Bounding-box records
—————
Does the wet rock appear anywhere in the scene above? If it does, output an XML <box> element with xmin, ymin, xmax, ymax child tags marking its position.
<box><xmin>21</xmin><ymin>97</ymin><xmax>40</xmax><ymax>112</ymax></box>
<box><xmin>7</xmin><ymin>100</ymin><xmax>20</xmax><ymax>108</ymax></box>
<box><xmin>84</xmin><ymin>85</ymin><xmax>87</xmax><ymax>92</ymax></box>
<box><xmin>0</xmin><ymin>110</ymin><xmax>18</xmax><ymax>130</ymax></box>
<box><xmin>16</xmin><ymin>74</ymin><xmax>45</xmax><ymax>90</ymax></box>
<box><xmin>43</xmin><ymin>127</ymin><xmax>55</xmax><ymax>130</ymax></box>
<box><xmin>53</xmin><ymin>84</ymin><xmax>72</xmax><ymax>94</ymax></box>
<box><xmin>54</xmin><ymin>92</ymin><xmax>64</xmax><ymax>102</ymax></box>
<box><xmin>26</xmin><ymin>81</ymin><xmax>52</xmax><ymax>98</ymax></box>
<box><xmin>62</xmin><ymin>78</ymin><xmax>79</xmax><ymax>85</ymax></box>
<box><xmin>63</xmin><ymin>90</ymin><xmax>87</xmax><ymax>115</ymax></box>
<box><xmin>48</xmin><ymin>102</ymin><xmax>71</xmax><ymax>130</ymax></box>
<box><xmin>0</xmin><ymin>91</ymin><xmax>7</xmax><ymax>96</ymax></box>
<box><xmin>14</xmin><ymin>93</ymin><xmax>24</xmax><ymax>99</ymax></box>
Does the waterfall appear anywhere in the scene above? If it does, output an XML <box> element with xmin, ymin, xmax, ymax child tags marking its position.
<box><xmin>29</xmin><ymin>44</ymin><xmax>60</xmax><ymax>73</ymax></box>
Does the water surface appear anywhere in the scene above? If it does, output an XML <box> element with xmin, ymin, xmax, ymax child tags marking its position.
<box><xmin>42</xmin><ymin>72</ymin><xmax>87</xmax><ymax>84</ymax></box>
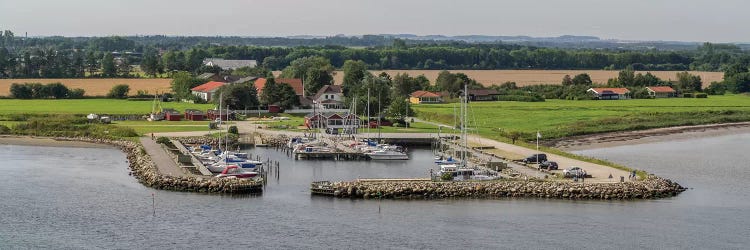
—————
Requirements: Copy out each line of the listing above that contains the word "Does", treating case as significant.

Result of the task:
Does the wet rock appear anywhere in the scene above? If it does, output an XML <box> element with xmin, ymin, xmax, ymax child tags marking its position.
Does the waterfall appear anywhere in the scene above? If it does, output an XML <box> element with xmin, ymin, xmax, ymax child tags marking its position.
Does the water surface appear anywhere in the scene above? If it does, output an XML <box> element with xmin, ymin, xmax, ymax child tags marking its position.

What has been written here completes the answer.